▶ EXERCISE AIM:
Every entry below must appear again, exactly as written.

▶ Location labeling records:
************

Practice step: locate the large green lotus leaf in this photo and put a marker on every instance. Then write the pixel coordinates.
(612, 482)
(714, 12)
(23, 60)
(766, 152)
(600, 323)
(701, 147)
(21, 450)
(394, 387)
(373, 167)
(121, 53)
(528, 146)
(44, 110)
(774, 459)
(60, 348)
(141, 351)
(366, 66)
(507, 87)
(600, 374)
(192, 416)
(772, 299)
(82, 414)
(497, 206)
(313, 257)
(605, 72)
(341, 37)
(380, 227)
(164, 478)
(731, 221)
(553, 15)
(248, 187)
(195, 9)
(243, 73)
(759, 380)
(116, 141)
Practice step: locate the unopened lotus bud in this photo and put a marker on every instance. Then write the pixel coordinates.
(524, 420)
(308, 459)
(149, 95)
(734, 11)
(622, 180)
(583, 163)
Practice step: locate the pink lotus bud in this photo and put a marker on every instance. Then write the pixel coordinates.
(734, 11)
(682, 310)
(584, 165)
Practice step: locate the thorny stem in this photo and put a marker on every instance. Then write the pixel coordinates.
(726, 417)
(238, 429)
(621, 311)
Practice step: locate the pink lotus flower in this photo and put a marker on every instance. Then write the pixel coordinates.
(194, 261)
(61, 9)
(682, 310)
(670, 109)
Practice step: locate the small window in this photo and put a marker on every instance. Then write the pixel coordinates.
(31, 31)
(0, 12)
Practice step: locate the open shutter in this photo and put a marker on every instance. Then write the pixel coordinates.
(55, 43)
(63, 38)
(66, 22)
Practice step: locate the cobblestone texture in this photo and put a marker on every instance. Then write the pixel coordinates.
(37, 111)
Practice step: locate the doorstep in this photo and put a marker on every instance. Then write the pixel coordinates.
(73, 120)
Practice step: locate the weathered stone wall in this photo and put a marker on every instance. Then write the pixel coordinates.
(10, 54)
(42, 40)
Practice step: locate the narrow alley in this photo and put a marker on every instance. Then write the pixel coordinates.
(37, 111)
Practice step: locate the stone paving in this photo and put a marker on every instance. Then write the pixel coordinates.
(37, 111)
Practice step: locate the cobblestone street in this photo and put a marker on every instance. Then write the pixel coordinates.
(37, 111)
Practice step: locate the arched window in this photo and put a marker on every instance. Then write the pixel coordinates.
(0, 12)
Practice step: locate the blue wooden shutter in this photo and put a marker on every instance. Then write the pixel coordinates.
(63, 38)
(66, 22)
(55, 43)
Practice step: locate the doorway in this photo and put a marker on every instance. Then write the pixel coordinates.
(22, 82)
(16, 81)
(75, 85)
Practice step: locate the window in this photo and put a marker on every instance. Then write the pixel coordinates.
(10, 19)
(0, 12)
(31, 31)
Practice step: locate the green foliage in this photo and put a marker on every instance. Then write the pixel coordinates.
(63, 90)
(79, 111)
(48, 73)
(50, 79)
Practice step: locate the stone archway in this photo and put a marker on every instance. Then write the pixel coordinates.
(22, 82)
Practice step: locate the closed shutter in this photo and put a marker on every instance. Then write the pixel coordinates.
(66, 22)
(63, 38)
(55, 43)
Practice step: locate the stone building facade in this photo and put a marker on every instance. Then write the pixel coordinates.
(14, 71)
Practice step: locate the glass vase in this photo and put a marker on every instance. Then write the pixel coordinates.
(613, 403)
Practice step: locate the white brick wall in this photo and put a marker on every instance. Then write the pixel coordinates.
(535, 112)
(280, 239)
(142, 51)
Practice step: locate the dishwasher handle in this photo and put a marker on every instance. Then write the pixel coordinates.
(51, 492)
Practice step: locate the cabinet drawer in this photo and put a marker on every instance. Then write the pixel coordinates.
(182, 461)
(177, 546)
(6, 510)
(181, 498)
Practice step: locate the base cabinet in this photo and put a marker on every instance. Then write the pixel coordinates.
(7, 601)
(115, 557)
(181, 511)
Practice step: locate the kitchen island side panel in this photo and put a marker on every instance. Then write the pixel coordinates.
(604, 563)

************

▶ EXERCISE OUTPUT:
Practice step: locate the large green lotus leaf in this photo and put a marker on every instance. Then write the pixel coordinates.
(612, 482)
(714, 12)
(23, 60)
(766, 152)
(600, 323)
(701, 147)
(21, 450)
(394, 387)
(373, 167)
(121, 53)
(528, 146)
(44, 110)
(774, 459)
(60, 348)
(141, 351)
(366, 66)
(507, 87)
(600, 374)
(192, 416)
(772, 299)
(82, 414)
(497, 206)
(313, 257)
(605, 72)
(341, 37)
(380, 227)
(164, 478)
(731, 221)
(553, 15)
(248, 187)
(195, 9)
(243, 73)
(759, 380)
(116, 141)
Practice step: locate the unopened lotus bud in this photo and put a marker on every instance. Then write the pixel coordinates.
(524, 420)
(308, 459)
(149, 95)
(734, 11)
(622, 180)
(583, 163)
Practice step: locate the pink lotus bud in this photo and put a marker on every instance. Then write the pixel coordinates.
(734, 11)
(682, 310)
(584, 165)
Practice step: locate the thorny stem in this photo and put a marker on every instance. Then write the pixel coordinates.
(726, 417)
(238, 429)
(621, 311)
Practice step: locate the pink lotus flower in this photo and put a marker on every instance. Then write the pixel coordinates.
(194, 261)
(61, 9)
(682, 310)
(670, 109)
Practice step: locate the small window in this photo and put a marker on every instance. Then write the pixel coordinates.
(31, 31)
(0, 12)
Practice step: locate the open shutter in this photo and put a marker on every instance. Then write the pixel coordinates.
(55, 43)
(63, 38)
(66, 22)
Practice step: locate the cobblestone texture in this photo and put a marker on every instance. Then write the pixel coordinates.
(37, 111)
Practice step: locate the doorstep in this photo and put a marker on every instance. Then write the pixel coordinates.
(73, 120)
Practice step: locate the weathered stone wall in this photo and put a marker on every instance. Then write the pixel coordinates.
(10, 54)
(42, 40)
Practice step: locate the narrow alley in this photo and put a marker on every instance. Then write the pixel coordinates.
(37, 111)
Practice step: locate the stone paving in this photo and put a marker on every instance. Then write the pixel coordinates.
(37, 111)
Practice step: locate the cobblestone street in this photo and put a marker on every instance. Then write the pixel coordinates.
(37, 111)
Practice step: locate the arched window in this photo and put a marker on every instance. Then write the pixel coordinates.
(0, 12)
Practice step: locate the blue wooden shutter in this photo and put a marker on every instance. Then write the pixel coordinates.
(63, 38)
(66, 22)
(55, 43)
Practice step: locate the doorway in this photo and put a marker on every instance. Then write the pixel coordinates.
(22, 82)
(16, 81)
(75, 85)
Practice step: locate the window in this photo and put a marker on every instance. Then write the pixel coordinates.
(10, 19)
(0, 12)
(31, 31)
Practice step: locate the green foliage in this photo and put a marker on every instance. Then write the pixel coordinates.
(63, 90)
(79, 111)
(48, 73)
(50, 79)
Practice step: locate the stone archway in this photo and put a marker on every instance. Then write the pixel coordinates.
(22, 82)
Practice step: locate the closed shutter in this photo and put a marker on every instance. Then write the pixel coordinates.
(66, 22)
(63, 38)
(55, 43)
Practice step: locate the stone building facade in this photo and put a marker on every instance. Then write the pixel coordinates.
(14, 71)
Practice step: locate the glass vase in this photo and put a marker on every instance. Then write the pixel coordinates.
(613, 403)
Practice step: locate the white brick wall in this photo and put a marker on every instance. Then write the pixel coordinates.
(535, 112)
(280, 239)
(142, 51)
Practice step: locate the dishwasher handle in this photo and put a marker on every instance. Then write the pixel coordinates.
(51, 492)
Practice step: locate the cabinet drawer in this photo and put a marker on every instance. Then write the pixel coordinates.
(182, 461)
(177, 546)
(6, 510)
(181, 498)
Practice step: locate the base cabinet in this photo and put a marker on every instance. Then write the pixel coordinates.
(7, 601)
(115, 557)
(181, 511)
Practice step: locate the kitchen island side panel in this photo and put a marker on every instance. Then write the pixel coordinates.
(604, 563)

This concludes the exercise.